▶ _What needs to be done_: All that is needed is the line containing "Check that one keypoint sits on every instance of the long" together with each line after it, transcribed exactly to the end of the records.

▶ _Data records_:
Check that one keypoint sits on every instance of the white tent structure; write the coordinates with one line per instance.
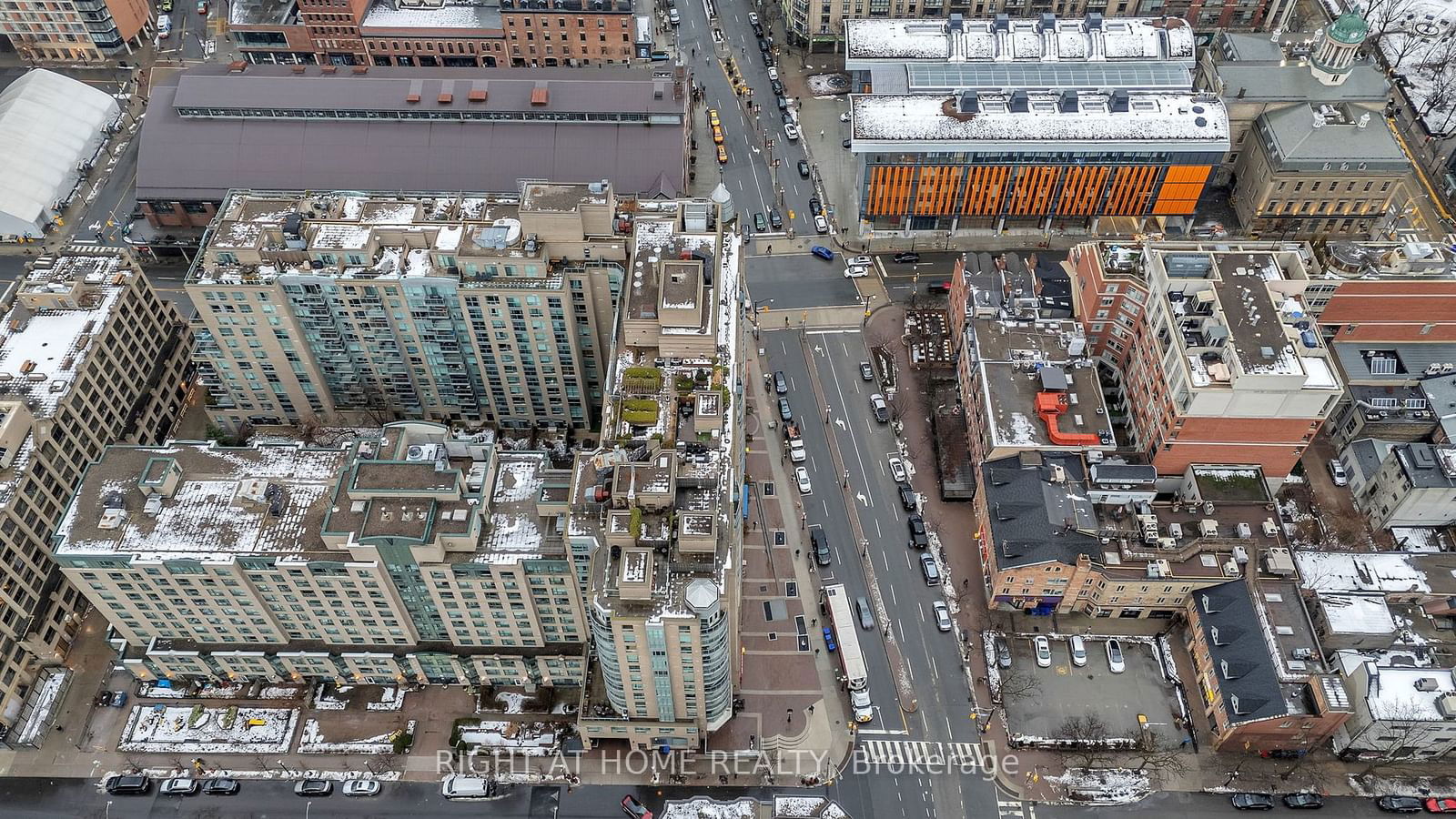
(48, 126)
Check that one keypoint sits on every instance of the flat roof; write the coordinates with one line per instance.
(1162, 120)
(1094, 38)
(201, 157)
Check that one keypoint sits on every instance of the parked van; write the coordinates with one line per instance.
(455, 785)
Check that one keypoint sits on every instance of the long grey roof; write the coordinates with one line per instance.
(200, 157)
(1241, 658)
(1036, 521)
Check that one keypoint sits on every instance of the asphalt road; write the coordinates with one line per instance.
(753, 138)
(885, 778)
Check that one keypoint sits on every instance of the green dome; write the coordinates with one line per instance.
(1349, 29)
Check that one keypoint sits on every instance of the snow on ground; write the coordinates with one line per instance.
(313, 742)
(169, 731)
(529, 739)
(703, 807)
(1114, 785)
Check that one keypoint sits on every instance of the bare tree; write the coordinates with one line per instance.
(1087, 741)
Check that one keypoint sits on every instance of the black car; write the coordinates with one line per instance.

▶ _Exercise answer_:
Check that one keypoint sits on every instance of the long grey roof; write the coordinates with one line per instance.
(200, 157)
(1241, 658)
(1036, 521)
Check that one keypoint sits on every instance of the asphalt road; write the coordinates with one line per instance.
(753, 138)
(885, 778)
Check that one keypoint sits on every instance of the green dome; write the coordinates with one line per instance.
(1349, 29)
Check that one keypoint sits on every instance of the snow on ground; write the coordinates with one line per instance.
(313, 742)
(169, 731)
(529, 739)
(703, 807)
(1114, 785)
Check that one keypoint sits on every instance of the bare tree; write the coordinates with one line per instance.
(1087, 741)
Check that one keypoint sits on every instance of the black car; write the coordinates with one line per instance.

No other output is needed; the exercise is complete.